— START OF Selected excerpt —

# Oppo Find 7 - World's First Phone That Can Take 50MP Photos



## expatinasia (Mar 26, 2014)

Screen measures 5.5-inches with a resolution of 2560 x 1440 pixels. The pixel density of the 5.5-inch display is 538ppi.

The phone features a 13MP 1/3.06-inch Sony Exmor CMOS sensor and F2.0 aperture, and what Oppo calls Super Zoom, a software feature which crosses Nokia’s PureView tech with a traditional burst mode. The camera takes 10 pictures in rapid succession, keeps the four best images, then stitches them together into one 50-megapixel shot.

In addition, the Oppo Find 7 is also the first Android device to offer Raw capture. In video mode you can capture 4K footage and 120 fps slow motion video at 720p resolution. For self-portraits and video-calls there is a 5MP F2.0 front camera.

The Android OS is powered by a quad core Snapdragon 801 SoC and 3GB RAM. Rapid Charge technology will let you charge the Find 7's 3000mAh battery to 75% in only 30 minutes.

Sexy specs indeed.

More at dpreview: http://connect.dpreview.com/post/3690130016/oppo-find-7-features-qhd-display-and-50mp-images


----------



## expatinasia (Mar 26, 2014)

— END OF Selected excerpt —

# Set of tasks
[1] Answer these questions using the Oppo Find 7 thread, one line each:
(a) What pixel density does the 5.5-inch display have?
(b) Of the 10 pictures that Super Zoom takes in rapid succession, how many does it keep?
(c) At what resolution does the phone capture 120 fps slow motion video?
[2] Carry the Oppo Find 7 thread forward from the point where it stops.

— START OF Material shown —

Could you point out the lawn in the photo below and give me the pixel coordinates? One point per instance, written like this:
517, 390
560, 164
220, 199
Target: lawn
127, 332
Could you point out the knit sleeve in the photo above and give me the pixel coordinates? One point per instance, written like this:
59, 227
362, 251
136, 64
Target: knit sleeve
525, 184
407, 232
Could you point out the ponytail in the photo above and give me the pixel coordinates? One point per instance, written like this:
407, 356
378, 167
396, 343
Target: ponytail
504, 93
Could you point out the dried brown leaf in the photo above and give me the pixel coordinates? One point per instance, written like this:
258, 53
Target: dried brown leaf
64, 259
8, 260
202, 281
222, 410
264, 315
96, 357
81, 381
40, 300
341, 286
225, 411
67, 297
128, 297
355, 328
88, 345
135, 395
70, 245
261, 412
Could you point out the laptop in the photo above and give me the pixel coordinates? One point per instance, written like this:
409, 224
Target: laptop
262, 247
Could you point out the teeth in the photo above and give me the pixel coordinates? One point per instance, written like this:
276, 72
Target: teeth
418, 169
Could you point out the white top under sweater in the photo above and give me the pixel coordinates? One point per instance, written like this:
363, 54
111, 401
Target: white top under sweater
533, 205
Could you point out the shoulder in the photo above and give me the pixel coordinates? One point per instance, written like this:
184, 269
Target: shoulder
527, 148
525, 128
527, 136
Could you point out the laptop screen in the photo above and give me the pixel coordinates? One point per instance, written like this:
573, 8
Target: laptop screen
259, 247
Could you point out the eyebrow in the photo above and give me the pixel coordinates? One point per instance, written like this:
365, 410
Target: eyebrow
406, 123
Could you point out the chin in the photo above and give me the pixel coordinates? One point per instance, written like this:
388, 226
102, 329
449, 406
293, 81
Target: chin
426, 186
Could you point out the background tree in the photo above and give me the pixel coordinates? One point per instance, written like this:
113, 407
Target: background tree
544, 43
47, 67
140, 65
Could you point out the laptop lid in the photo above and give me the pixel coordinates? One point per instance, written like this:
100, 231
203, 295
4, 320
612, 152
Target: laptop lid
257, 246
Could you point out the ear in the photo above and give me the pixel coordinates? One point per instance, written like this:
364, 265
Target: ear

— END OF Material shown —

# Responses to the tasks
[1]
(a) 538ppi
(b) Four
(c) 720p

[2]
*Re: Oppo Find 7 - Impressive Mobile Specs*

And if that is not to your liking, though I am curious about the RAW aspects of the video and what it means, then maybe the Nubia X6 has something you prefer: 

ZTE's premium Nubia brand has just launched the X6, a handset-cum-tablet with a 6.44-inch, 1080p screen. It features a Snapdragon 801 chip, 3GB max RAM, up to 128GB storage and a 4,250 mAh battery. It also has matching 13-megapixel cameras with the front shooter matching the back pixel-for-pixel. It also puts many smartphones' main cameras to shame with backside illumination, video auto-focus and an f/2.2 lens. The front camera ups the ante with an f/2.0 lens, optical image stabilization and dual flashes.

Source: http://www.engadget.com/2014/03/26/zte-nubia-x6-13-megapixel-dual-camera/

I must admit that I find it very interesting to see where the mobile phone industry is heading.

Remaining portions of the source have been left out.